▶ [INPUT DATA]:
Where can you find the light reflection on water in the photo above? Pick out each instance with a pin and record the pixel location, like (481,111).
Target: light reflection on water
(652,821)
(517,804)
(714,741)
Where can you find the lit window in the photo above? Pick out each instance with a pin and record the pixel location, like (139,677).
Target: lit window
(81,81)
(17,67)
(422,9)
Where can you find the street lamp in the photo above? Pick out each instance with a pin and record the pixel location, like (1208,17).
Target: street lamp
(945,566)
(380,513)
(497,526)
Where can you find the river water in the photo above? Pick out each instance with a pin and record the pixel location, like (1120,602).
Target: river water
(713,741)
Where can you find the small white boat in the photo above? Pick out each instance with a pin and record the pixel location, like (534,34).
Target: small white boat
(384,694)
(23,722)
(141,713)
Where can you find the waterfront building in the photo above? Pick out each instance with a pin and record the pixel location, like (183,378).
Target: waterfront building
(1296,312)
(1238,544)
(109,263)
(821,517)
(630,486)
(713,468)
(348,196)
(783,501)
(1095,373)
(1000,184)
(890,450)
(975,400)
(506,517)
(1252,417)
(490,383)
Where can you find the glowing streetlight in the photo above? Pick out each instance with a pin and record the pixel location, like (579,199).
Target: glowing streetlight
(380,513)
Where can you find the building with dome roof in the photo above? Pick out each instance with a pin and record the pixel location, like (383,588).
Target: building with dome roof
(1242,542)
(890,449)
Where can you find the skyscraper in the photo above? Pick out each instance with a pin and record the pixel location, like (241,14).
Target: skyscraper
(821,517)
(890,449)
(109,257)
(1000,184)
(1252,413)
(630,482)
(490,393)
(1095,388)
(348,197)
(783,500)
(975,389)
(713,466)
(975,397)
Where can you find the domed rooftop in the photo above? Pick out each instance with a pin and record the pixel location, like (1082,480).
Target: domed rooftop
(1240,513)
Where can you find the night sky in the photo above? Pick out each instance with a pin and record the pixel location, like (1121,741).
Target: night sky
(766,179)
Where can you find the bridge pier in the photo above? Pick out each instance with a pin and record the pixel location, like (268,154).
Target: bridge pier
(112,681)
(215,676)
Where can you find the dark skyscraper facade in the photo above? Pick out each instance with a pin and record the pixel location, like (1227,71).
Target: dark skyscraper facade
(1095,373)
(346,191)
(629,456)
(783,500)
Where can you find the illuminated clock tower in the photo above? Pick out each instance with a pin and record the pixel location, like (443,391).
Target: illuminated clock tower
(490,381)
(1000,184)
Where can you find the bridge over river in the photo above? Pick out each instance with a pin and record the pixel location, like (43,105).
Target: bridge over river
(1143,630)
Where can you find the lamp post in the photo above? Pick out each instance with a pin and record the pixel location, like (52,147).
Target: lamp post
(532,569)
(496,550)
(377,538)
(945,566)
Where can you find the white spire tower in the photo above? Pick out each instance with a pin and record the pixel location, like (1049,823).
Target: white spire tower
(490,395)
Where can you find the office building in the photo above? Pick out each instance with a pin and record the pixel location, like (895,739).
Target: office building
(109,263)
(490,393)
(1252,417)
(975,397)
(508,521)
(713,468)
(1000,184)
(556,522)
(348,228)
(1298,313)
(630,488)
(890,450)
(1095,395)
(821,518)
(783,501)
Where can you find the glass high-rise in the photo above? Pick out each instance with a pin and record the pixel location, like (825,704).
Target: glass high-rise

▶ [TASK TO CARRY OUT]: Each record above should be transcribed exactly.

▶ [RESPONSE TO THE TASK]:
Where can you find the light reflection on water in the photo above? Pick out each instance with a pin and record the pixel location, like (481,111).
Target: light reflection on water
(652,821)
(517,804)
(714,741)
Where can you find the lit window in the photo above? Pick out each instance with a pin and record the pixel location, like (139,677).
Target: lit window
(81,81)
(17,67)
(422,9)
Where can you find the street lamp in the photo above? Pick out each instance with a pin and record the pixel location, like (1208,17).
Target: street lamp
(945,566)
(380,513)
(497,526)
Where can you find the river water in the photo above? Pick out each instance with a pin and record the pixel location, like (1120,602).
Target: river water
(713,741)
Where can you find the small white boat in the photo above? Pick out each instance with a pin and record the pixel location, like (534,34).
Target: small white boat
(384,694)
(23,722)
(141,713)
Where can you find the waterfront building in the photo above? Pick out each instance with a pin and record the pixel location, like (183,378).
Target: waterfront building
(1296,312)
(1238,544)
(109,263)
(821,517)
(630,486)
(713,468)
(348,196)
(783,501)
(1095,373)
(1000,184)
(890,450)
(975,400)
(506,517)
(1252,417)
(490,383)
Where can you find the glowing streetlight in the photo above? Pick out each instance with a pin and record the pixel location, like (579,199).
Target: glowing streetlight
(380,513)
Where can you find the building with dome roof in the photo above? Pick out each instance with a pin and record the pixel location, like (383,588).
Target: building with dome roof
(1242,542)
(890,449)
Where can you find the skyscraper in the photo above? Pick out each instance with a pin and record the pixel location, like (241,14).
Target: skyscraper
(821,517)
(890,449)
(109,257)
(1000,184)
(1252,413)
(630,482)
(490,393)
(1095,388)
(348,197)
(783,500)
(975,389)
(713,466)
(975,397)
Where can you find the domed rooftop in the photo above? Pick out each instance with a pin and record the pixel location, like (1082,480).
Target: domed rooftop
(1240,513)
Where can you find the night sky in the photo above? Pick out each instance with a pin and record the pixel location, like (1121,741).
Target: night sky
(766,179)
Where can you find the bridge pier in the photo above? Pick out each instance with a pin and record the pixel location, like (268,154).
Target: bridge pier
(112,681)
(215,676)
Where can you find the dark skyscraper facade in the photo above? Pick out each instance with a pin and record the pixel location, like (1227,71).
Target: dark skyscraper facade
(1095,373)
(346,191)
(629,456)
(783,500)
Where can you find the illuminated clock tower in the photo above? Pick out each instance with a pin and record the pixel location, like (443,391).
Target: illuminated clock tower
(490,381)
(1000,184)
Where can you find the bridge over river in the photo above? Pick out each instance with a pin and record the pixel location, like (43,105).
Target: bridge over river
(1143,630)
Where can you find the lamp post in the photo above? Pick out each instance with a pin and record the pixel location, like (52,147).
Target: lamp post
(532,569)
(496,550)
(377,538)
(945,566)
Where can you find the white spire tower in the photo above? Pick out each instance with a pin and record the pixel location, like (1049,823).
Target: white spire tower
(490,395)
Where can you find the office building in the photo above? Pick out each instance with a pin and record the pixel location, like (895,739).
Target: office building
(109,263)
(490,393)
(1252,417)
(975,397)
(508,521)
(713,468)
(1000,184)
(556,522)
(348,228)
(1298,313)
(630,488)
(890,450)
(1095,395)
(821,518)
(783,501)
Where can you find the glass high-rise in the photo above? Pick out each instance with a pin and record the pixel location, like (825,704).
Target: glass high-rise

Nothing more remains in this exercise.